▶ EXERCISE TASK
Put the listing below into a two-column CSV with the header instruction,points, giving each line that asks for points its own row with the coordinates beneath it in the second column. Enclose every field in quotes and replace line breaks with spaces.

▶ RECORDS SUPPLIED

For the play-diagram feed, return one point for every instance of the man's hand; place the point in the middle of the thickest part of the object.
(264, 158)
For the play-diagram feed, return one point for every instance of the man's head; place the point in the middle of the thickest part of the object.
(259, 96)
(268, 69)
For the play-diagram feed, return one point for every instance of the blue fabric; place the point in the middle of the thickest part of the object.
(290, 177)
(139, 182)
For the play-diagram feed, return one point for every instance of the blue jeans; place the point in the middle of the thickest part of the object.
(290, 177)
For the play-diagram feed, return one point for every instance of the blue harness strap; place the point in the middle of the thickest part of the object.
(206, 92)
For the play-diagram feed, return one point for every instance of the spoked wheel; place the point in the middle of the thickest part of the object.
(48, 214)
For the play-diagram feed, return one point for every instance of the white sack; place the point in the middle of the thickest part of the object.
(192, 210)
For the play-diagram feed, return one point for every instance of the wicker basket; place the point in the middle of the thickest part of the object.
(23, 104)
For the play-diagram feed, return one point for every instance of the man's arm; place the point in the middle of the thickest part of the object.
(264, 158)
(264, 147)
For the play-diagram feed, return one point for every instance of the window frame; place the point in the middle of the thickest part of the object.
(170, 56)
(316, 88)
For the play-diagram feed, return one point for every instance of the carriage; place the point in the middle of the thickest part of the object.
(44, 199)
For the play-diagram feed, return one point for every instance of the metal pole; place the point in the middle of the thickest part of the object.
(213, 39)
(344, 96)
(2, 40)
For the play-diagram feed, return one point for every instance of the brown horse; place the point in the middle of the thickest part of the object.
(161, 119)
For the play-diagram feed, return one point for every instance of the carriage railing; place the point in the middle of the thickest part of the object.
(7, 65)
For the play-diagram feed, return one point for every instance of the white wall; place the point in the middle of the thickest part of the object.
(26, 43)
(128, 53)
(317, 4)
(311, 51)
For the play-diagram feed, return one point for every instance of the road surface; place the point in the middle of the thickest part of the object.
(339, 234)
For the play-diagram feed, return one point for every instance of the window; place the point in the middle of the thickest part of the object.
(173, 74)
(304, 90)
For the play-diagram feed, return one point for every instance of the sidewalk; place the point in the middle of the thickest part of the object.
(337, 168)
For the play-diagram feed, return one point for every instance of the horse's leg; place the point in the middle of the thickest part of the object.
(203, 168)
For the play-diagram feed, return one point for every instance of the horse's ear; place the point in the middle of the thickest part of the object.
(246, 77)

▶ WRITTEN SOLUTION
instruction,points
"For the play-diagram feed, return one point for every instance of the man's hand; place the point in the middle of the thickest part of the object.","(264, 158)"
"For the play-diagram feed, return one point for every instance of the man's head; place the point in the middle of the thickest part of the object.","(259, 96) (268, 69)"
"For the play-diagram feed, return one point for every instance of the blue fabric; place the point in the middle of the thickest part of the object.","(290, 177) (139, 182)"
"For the play-diagram feed, return one point for every instance of the blue jeans; place the point in the middle of the thickest part of the object.","(290, 177)"
"For the play-diagram feed, return one point for every instance of the blue harness strap; place the point in the middle of the thickest part of the object.","(206, 92)"
"For the play-diagram feed, return one point for every instance of the spoked wheel; place the point in the middle of the thickest part of the object.","(48, 214)"
"For the play-diagram feed, return one point for every instance of the white sack; place the point in the middle of the thickest part of the object.","(192, 210)"
"For the play-diagram feed, return one point for every instance of the wicker basket; place the point in the middle of the thickest part of the object.","(23, 104)"
"For the play-diagram feed, return one point for every instance of the man's arm; place the point in the middle of the thickest part of the object.","(264, 158) (264, 147)"
"For the play-diagram feed, return one point for every instance of the window frame; place the point in the middle of the thickest part of the object.","(170, 56) (316, 88)"
"For the play-diagram feed, return one point for every instance of the carriage; place the point in the middle of the thickest part of the object.","(44, 199)"
"For the play-diagram feed, return one point for every instance of the metal pole; place the point in the middle of the thickest part of the object.","(213, 39) (344, 96) (2, 40)"
"For the play-diagram feed, return one point for every instance of the brown horse; place the point in the middle of the thickest part of the object.","(161, 119)"
"For the play-diagram feed, return one point for every instance of the carriage railing; place the point in the middle of the thickest part of the object.","(7, 65)"
"For the play-diagram feed, return one point for every instance of the white wall; place the point in the middle of the thickest part of the object.","(26, 43) (128, 53) (317, 4) (311, 51)"
"For the play-diagram feed, return one point for every instance of the road surface; place the point in the middle of the thickest part of the object.","(339, 234)"
"For the play-diagram feed, return one point for every instance of the window; place the point in the middle of the thickest part of the object.","(173, 74) (304, 90)"
"For the play-diagram feed, return one point for every instance of the sidewalk; place the point in the middle of the thickest part of the object.","(337, 168)"
"For the play-diagram feed, return one point for every instance of the horse's leg; place the point in the middle of the thickest part of the object.","(203, 168)"
"For the play-diagram feed, return one point for every instance of the horse's ear; place the point in the middle of the thickest part of the object.","(246, 77)"